Count the lines in the material below that contain the word "clicks". Reply with only that number.

====== Records supplied ======

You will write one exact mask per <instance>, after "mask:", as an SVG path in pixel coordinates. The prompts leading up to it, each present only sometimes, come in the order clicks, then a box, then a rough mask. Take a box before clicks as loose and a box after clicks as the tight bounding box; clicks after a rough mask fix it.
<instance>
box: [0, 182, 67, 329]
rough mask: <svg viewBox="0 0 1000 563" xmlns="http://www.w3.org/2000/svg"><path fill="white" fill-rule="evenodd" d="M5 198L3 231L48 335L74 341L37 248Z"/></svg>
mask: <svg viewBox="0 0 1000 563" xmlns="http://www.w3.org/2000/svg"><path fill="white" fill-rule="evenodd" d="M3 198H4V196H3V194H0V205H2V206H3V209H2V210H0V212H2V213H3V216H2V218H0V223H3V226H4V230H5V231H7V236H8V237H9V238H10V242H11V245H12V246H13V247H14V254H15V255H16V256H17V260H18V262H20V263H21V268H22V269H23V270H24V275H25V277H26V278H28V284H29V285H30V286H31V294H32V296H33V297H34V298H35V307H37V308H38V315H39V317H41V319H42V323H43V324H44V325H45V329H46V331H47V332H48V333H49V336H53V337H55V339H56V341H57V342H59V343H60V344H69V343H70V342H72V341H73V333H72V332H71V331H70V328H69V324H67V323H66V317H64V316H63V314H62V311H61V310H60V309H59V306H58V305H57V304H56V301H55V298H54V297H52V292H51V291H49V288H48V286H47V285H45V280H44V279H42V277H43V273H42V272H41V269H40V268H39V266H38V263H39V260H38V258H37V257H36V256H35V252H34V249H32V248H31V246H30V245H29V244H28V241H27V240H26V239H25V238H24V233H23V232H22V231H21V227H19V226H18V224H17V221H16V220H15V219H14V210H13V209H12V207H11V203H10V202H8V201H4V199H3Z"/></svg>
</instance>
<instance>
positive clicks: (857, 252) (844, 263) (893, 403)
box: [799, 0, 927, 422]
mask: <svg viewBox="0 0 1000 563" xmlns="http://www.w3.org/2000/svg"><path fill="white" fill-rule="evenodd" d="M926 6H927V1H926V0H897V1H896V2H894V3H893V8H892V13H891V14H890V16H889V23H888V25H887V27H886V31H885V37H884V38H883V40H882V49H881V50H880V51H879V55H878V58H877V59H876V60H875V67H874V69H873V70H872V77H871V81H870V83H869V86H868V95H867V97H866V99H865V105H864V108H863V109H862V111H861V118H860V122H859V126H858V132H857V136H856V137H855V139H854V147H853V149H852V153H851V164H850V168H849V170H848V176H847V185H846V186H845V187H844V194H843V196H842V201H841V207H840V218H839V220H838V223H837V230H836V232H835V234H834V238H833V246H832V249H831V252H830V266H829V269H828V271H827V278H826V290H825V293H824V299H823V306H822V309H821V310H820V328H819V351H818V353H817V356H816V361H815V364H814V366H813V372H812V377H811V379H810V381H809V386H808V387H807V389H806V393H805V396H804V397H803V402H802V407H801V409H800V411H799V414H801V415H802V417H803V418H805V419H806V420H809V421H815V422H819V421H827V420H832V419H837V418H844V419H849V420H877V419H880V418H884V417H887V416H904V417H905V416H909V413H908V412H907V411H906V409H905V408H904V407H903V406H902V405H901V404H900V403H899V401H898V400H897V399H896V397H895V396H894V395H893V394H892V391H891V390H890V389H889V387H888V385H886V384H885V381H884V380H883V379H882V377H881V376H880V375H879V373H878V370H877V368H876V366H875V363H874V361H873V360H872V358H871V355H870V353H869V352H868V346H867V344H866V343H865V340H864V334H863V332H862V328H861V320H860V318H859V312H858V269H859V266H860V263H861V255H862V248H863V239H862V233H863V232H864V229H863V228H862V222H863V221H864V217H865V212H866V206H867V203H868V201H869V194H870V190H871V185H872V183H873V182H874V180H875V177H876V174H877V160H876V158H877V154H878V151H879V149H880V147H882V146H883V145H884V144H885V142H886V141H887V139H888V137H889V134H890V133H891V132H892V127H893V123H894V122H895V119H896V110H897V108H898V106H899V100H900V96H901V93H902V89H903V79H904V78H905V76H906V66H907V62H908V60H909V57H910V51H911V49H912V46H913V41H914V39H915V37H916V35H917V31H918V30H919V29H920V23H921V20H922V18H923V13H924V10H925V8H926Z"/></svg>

======

_Task answer_
2